● **EXERCISE INSTRUCTIONS**: Format the stretch of entries from the line containing "Provide the outline of every instance of the green" through the line containing "365], [496, 363]]]" as a Markdown table with the columns Row and Line, one numbered row per line and no rows for blank lines.

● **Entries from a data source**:
* begin *

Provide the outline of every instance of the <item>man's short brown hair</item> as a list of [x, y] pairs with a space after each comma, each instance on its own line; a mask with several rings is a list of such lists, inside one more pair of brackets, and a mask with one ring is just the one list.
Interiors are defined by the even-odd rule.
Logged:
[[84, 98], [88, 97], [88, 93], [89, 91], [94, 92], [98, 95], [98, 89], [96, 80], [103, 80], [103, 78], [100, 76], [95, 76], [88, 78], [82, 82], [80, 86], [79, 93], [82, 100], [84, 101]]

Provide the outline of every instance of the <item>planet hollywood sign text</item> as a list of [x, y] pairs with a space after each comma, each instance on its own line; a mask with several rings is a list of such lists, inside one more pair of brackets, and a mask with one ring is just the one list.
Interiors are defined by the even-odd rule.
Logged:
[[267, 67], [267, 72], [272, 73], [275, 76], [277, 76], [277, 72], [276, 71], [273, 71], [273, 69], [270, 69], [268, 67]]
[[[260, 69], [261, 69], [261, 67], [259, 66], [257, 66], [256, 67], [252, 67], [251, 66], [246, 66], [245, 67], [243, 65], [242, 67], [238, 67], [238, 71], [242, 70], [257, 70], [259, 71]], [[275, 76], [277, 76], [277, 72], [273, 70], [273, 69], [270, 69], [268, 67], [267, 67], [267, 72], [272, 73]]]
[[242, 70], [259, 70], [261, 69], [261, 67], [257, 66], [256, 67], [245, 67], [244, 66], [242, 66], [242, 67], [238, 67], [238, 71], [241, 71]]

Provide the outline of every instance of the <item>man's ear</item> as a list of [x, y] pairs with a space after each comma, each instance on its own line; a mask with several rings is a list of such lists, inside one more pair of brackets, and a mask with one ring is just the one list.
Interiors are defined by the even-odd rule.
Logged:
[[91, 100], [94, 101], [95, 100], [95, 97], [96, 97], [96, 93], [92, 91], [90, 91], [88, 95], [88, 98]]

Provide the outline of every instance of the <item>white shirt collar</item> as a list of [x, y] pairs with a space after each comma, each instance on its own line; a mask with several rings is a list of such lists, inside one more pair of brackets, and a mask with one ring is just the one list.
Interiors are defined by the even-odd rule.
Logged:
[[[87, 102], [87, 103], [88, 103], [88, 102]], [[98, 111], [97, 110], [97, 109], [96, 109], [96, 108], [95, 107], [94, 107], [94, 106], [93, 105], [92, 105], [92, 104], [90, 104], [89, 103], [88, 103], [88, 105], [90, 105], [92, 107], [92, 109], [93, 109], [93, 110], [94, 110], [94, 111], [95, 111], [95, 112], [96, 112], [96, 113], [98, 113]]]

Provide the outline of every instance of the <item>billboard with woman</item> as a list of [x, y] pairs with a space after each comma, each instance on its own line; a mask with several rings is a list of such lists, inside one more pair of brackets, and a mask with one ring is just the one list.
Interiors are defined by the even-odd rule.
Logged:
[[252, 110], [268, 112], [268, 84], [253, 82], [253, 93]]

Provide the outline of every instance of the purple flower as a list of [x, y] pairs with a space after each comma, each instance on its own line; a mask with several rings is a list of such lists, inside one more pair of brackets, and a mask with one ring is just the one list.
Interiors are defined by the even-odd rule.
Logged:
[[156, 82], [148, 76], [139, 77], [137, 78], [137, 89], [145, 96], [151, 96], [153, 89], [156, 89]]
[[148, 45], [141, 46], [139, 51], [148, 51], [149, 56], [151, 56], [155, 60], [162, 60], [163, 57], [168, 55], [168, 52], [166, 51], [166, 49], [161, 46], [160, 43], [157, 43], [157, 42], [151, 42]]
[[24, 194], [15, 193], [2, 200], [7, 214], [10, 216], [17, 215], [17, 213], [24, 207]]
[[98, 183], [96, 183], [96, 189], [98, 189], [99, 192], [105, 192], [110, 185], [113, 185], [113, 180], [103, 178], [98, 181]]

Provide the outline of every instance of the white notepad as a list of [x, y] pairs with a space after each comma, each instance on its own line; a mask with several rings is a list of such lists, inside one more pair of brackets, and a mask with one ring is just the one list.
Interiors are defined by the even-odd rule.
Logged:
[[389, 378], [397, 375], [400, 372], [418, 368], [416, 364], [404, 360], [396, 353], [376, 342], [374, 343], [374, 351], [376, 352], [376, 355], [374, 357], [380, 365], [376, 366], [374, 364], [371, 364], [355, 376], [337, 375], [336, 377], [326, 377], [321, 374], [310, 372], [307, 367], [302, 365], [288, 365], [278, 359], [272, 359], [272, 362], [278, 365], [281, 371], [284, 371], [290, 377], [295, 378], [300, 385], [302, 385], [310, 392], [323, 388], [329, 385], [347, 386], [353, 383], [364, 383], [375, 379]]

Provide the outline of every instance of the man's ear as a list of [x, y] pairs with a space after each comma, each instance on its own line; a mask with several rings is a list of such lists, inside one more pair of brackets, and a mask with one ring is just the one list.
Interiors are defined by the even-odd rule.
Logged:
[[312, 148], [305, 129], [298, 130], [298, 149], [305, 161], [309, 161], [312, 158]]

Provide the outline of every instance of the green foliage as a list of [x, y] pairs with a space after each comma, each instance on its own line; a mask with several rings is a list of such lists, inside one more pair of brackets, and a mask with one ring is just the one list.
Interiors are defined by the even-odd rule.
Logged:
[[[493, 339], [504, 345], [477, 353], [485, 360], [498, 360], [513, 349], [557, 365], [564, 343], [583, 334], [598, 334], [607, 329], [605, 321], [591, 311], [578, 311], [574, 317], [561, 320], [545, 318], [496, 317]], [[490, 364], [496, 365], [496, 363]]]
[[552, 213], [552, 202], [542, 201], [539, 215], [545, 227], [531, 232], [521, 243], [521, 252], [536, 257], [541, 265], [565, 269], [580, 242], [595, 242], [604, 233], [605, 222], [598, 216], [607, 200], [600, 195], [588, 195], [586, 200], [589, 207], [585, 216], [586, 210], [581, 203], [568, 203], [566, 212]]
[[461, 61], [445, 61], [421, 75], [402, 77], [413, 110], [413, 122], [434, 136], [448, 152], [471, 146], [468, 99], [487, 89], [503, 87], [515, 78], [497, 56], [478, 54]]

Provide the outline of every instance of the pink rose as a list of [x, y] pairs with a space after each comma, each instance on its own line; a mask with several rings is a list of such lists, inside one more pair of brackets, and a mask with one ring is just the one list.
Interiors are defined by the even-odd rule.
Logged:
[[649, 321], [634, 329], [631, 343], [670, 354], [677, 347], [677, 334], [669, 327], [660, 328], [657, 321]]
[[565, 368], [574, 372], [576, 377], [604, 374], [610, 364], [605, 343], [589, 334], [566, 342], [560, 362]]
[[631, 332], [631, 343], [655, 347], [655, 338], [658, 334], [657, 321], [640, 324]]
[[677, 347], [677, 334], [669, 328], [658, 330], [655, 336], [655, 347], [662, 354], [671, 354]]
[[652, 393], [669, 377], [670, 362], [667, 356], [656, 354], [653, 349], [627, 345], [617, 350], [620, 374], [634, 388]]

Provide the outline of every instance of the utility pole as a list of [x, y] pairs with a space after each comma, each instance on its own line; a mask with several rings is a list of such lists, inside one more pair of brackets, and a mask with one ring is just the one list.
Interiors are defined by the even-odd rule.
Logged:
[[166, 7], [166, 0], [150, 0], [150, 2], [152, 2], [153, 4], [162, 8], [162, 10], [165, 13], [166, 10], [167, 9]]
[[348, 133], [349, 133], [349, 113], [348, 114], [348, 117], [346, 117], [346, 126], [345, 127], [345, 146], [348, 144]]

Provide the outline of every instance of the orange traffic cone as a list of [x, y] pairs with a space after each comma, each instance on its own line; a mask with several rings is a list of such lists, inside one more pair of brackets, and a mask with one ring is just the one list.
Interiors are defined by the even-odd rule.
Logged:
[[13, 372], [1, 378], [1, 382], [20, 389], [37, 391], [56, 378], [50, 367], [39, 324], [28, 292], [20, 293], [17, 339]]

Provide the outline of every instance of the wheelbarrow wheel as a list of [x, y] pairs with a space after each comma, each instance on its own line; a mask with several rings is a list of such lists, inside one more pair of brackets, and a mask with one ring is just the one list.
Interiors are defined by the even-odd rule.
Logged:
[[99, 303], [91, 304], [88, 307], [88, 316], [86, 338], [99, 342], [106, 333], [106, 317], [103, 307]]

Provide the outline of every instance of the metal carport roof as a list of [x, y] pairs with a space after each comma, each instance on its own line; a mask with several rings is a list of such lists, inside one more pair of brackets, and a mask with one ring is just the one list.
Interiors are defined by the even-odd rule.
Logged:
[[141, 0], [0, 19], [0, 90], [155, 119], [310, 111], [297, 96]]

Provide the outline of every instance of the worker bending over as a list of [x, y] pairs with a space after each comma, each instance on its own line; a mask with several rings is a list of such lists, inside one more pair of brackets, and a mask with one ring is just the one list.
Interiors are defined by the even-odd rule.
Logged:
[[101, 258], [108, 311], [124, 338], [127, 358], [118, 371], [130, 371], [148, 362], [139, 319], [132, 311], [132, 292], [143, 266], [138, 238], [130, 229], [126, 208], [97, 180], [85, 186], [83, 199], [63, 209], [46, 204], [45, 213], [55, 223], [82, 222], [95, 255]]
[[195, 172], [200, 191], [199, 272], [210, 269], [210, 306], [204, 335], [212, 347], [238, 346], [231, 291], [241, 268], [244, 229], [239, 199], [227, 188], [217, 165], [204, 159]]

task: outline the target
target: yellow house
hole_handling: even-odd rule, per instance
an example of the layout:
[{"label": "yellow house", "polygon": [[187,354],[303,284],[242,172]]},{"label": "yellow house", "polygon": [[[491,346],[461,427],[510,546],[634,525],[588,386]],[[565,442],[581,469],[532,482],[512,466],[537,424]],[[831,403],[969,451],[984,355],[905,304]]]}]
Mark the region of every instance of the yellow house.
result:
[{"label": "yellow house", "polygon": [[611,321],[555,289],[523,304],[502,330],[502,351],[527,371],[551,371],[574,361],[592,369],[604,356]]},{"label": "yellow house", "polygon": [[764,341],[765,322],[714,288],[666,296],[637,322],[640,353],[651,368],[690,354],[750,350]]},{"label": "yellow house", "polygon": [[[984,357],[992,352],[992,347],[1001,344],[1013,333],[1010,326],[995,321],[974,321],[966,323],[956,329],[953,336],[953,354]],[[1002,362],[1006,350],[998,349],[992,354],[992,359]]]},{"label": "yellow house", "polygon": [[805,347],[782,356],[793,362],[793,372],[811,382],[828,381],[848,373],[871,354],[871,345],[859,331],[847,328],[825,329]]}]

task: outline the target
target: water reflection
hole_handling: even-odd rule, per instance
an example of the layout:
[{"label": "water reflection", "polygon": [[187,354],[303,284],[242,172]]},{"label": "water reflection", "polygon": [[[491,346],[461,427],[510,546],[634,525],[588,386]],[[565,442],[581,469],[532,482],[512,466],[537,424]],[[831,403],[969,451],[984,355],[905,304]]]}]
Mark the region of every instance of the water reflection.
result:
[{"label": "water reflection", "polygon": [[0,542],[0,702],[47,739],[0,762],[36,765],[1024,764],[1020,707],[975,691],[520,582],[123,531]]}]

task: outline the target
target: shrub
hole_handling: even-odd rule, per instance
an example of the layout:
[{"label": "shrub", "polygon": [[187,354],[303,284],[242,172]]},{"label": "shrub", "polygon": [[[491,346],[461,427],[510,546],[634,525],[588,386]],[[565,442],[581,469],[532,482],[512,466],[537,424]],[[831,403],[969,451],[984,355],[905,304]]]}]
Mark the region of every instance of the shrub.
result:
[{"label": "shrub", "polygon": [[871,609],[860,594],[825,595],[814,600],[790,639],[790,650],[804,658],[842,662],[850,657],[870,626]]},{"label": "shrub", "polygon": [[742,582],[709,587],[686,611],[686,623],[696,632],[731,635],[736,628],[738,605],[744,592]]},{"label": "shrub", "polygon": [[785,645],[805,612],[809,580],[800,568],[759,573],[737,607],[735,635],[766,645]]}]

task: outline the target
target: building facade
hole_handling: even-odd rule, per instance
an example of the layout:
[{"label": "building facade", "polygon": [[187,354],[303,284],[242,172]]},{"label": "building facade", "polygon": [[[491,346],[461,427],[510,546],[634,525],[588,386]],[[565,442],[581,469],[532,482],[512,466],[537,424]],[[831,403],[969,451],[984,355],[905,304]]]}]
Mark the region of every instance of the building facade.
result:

* end *

● **EXPECTED ANSWER**:
| Row | Line |
|---|---|
| 1 | Provide the outline of every instance of the green foliage as a list of [x, y] pairs with a space after each comma, each instance on its own line; a mask with several rings is a list of such lists, inside one more pair of brackets, and a mask with one ring is just the one list. |
| 2 | Interiors are defined by the even-odd rule. |
| 3 | Logged: |
| 4 | [[[493, 339], [504, 345], [477, 353], [485, 360], [498, 360], [513, 349], [557, 365], [564, 343], [583, 334], [598, 334], [607, 329], [605, 321], [591, 311], [578, 311], [574, 317], [561, 320], [545, 318], [496, 317]], [[490, 364], [496, 365], [496, 363]]] |